▼
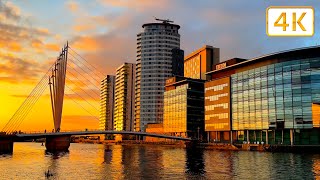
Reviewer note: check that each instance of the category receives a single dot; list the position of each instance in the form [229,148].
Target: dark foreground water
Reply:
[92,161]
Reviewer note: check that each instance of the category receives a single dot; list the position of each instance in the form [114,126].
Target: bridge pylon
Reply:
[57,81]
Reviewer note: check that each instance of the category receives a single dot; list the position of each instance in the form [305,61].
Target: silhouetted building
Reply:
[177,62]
▲
▼
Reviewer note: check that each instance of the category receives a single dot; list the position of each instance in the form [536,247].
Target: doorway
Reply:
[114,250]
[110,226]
▲
:: Direction ::
Please count the lines in the data above that contain the word "position", treating uppercase and lowercase as different. Give only the number.

:: Written solution ::
4